• **DATASET EXTRACT**:
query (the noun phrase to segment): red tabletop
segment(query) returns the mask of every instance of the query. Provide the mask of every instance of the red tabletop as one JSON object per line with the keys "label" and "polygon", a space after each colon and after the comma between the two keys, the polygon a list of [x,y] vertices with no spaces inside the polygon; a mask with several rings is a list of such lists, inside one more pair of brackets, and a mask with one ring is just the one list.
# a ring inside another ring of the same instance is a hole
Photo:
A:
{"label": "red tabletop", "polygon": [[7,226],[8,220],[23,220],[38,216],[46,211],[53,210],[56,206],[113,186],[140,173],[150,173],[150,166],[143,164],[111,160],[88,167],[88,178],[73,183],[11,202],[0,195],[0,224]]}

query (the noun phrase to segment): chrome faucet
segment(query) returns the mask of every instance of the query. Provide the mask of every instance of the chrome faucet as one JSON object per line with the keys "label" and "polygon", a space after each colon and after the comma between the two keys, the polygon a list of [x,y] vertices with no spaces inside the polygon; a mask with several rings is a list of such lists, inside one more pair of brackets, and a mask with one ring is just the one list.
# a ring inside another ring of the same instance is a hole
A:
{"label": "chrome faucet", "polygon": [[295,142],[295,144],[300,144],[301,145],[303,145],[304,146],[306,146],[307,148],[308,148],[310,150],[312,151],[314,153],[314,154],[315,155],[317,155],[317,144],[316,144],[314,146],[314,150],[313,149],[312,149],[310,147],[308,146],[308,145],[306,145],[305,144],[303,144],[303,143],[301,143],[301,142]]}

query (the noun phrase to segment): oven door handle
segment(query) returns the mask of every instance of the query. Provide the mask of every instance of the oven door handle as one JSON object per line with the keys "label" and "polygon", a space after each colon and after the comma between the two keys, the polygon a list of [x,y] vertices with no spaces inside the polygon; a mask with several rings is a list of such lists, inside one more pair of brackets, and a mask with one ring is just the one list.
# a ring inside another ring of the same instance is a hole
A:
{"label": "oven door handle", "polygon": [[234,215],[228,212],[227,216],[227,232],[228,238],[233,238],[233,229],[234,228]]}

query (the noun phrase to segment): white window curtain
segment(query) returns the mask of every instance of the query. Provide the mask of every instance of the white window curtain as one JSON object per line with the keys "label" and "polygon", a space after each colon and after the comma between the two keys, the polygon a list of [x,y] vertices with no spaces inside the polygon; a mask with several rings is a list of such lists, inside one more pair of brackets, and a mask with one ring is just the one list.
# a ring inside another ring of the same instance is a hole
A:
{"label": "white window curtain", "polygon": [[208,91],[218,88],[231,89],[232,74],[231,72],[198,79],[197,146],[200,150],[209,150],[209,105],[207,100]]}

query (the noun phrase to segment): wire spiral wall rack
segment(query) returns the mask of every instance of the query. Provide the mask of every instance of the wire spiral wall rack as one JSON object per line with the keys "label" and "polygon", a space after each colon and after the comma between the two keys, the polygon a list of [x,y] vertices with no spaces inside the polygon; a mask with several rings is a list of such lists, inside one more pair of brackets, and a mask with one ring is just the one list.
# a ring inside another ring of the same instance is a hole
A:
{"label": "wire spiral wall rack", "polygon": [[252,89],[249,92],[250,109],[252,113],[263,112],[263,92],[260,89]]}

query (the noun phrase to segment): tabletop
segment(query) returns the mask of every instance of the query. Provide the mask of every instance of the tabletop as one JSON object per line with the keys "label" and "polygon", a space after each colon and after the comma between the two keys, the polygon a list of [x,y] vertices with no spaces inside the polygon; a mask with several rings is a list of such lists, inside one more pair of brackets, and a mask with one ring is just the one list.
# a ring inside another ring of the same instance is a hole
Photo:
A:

• **WHAT NEEDS TO BE DONE**: List the lines above between the one containing "query (the noun phrase to segment): tabletop" and the one containing "of the tabletop", inclusive, as a numbered list with blank lines omitted.

• **SOLVED EXERCISE**:
1. query (the noun phrase to segment): tabletop
2. segment(query) returns the mask of every instance of the query. Provide the mask of every instance of the tabletop as one JSON object per line with the keys "label" and "polygon", a space after each colon and after the comma between the two keys, the polygon a list of [x,y] vertices with no spaces inside the polygon; a mask with several rings is a list of such lists, inside one more pair of brackets, and a mask with one ring is just the one list.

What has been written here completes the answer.